══ ОТРЫВОК ДЛЯ ЧТЕНИЯ ══

Так, 12 сентября 1918 г., во время непрерывного бедственного отступления германских армий под убийственным огнем гигантски усилившихся (вследствие подвоза из Америки) неприятельских полчищ, вице-канцлер германской империи фон Пайер произносит в рейхстаге речь, в которой величественно заявляет, что, пожалуй, он согласен возвратить Бельгию, но что на востоке Германия сохранит все, что она там заполучила, «все равно, нравится ли это нашим западным соседям, или не нравится».
А ровно через два дня (14 сентября) министр иностранных дел Австро-Венгрии граф Буриан обращается с мягкой, почти умоляющей нотой ко всем воюющим державам с просьбой не отказать начать «не обязывающие» беседы о мире. Нужно сказать, что этот граф Стефан Буриан был преемником Чернина на посту министра и что назначивший его молодой австрийский император Карл сам сказал о нем: «Все же этот слишком глуп» (der ist doch zu dumm)[155].
Предложение графа Буриана, конечно, было тотчас же отвергнуто Антантой. «Чего мы хотим? Сражаться, сражаться победоносно, до того часа, как враг поймет, что не может быть уже мирных сделок между преступлением и правом», — заявил в самой яростной речи Клемансо 17 сентября в ответ на предложение Буриана. В таком же роде высказался в Англии Бальфур. Вильсон тоже ответил, что он не примет никакого участия в предлагаемых разговорах.
Словом, Антанта, уже вполне уверенная в тот момент в близкой и полной победе, не желала и слышать о прекращении военных действий — вплоть до безусловной капитуляции всех четырех еще борющихся с ней держав и впредь до возможности упрочить за собой все завоевания и прибавить к ним новые.
Австрийское предложение было сделано против воли Вильгельма. Вильгельм еще с апреля 1918 г., когда Клемансо опубликовал упомянутое выше письмо императора Карла (переданное Сикстом Бурбонским в 1917 г. президенту Пуанкаре), знал, что Карл его обманывает, что Карл признал права Франции на Эльзас-Лотарингию, лишь бы вымолить мир у Антанты, знал, наконец, что хотя Карл торжественно и публично объявил, будто это письмо (или, точнее, фраза об Эльзас-Лотарингии) есть подлог, но, что, конечно, это заявление есть лишь новая ложь с его стороны[156]. Все это Вильгельм знал (как и все знали это в Германии), но именно поэтому он боялся противиться Карлу, который явно жаждал сепаратного мира для Австрии.

═══

[ЗАДАНИЕ 1] Повторите дословно часть отрывка о мирном предложении Буриана, начиная с «Словом, Антанта, уже» и заканчивая «к ним новые.».
[ЗАДАНИЕ 2] Переведите, пожалуйста, на английский язык предложение из отрывка о мирном предложении Буриана: «Австрийское предложение было сделано против воли Вильгельма».

══ СОБРАННЫЕ МАТЕРИАЛЫ ══

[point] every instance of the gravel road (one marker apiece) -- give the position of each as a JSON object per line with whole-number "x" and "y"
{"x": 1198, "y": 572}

═══

[РЕЗУЛЬТАТ ЗАДАНИЯ 1]
Словом, Антанта, уже вполне уверенная в тот момент в близкой и полной победе, не желала и слышать о прекращении военных действий — вплоть до безусловной капитуляции всех четырех еще борющихся с ней держав и впредь до возможности упрочить за собой все завоевания и прибавить к ним новые.

[РЕЗУЛЬТАТ ЗАДАНИЯ 2] The Austrian proposal was made against Wilhelm's will.